# Task to carry out:
The records below must be reproduced in full and without error.

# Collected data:
·····
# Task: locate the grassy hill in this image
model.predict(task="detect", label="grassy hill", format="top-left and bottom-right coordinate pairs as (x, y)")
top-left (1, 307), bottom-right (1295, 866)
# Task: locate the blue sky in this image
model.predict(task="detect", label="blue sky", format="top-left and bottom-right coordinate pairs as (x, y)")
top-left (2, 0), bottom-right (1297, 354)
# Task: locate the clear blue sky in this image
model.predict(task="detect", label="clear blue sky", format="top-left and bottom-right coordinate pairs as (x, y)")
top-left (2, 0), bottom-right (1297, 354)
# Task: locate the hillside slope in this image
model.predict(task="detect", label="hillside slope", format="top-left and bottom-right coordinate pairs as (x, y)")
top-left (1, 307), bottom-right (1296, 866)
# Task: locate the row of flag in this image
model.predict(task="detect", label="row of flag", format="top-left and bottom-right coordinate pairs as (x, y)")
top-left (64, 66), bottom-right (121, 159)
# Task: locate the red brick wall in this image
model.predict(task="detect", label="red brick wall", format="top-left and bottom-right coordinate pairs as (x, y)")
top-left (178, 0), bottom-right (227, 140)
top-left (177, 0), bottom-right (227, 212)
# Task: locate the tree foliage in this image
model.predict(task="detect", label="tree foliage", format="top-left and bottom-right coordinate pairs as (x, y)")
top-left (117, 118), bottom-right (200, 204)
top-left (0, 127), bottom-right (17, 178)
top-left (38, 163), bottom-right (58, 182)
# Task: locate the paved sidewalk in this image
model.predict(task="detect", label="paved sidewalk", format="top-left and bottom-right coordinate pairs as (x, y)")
·····
# Output:
# Task: locate the grassy hill in this image
model.predict(task="detect", label="grassy hill", format="top-left and bottom-right coordinate pairs as (x, y)")
top-left (1, 307), bottom-right (1295, 866)
# Task: locate the blue sky in this image
model.predict(task="detect", label="blue sky", format="top-left and bottom-right coordinate pairs as (x, y)")
top-left (2, 0), bottom-right (1297, 354)
# Task: locate the clear blue sky in this image
model.predict(task="detect", label="clear blue sky", format="top-left and bottom-right coordinate pairs as (x, y)")
top-left (2, 0), bottom-right (1297, 354)
# Task: locate the hillside slope in this image
model.predict(task="detect", label="hillside slope", format="top-left and bottom-right coordinate pairs as (x, y)")
top-left (1, 307), bottom-right (1296, 866)
# Task: locate the row of flag in this image
model.predict(task="detect", label="row of flag", format="top-left and bottom-right coordinate pairs as (x, y)")
top-left (64, 66), bottom-right (121, 159)
# Task: locate the red brick wall in this image
model.predict(task="detect", label="red brick wall", format="top-left and bottom-right coordinate pairs as (x, y)")
top-left (178, 0), bottom-right (227, 140)
top-left (177, 0), bottom-right (227, 212)
# Task: locate the tree foliage in this image
model.predict(task="detect", label="tree foliage", format="top-left and bottom-right coordinate pairs as (x, y)")
top-left (117, 118), bottom-right (200, 204)
top-left (0, 127), bottom-right (17, 178)
top-left (38, 163), bottom-right (58, 182)
# Task: locate the paved sidewalk in this image
model.predict(task="detect", label="paved sidewalk", format="top-left and bottom-right coordinate pairs as (x, y)")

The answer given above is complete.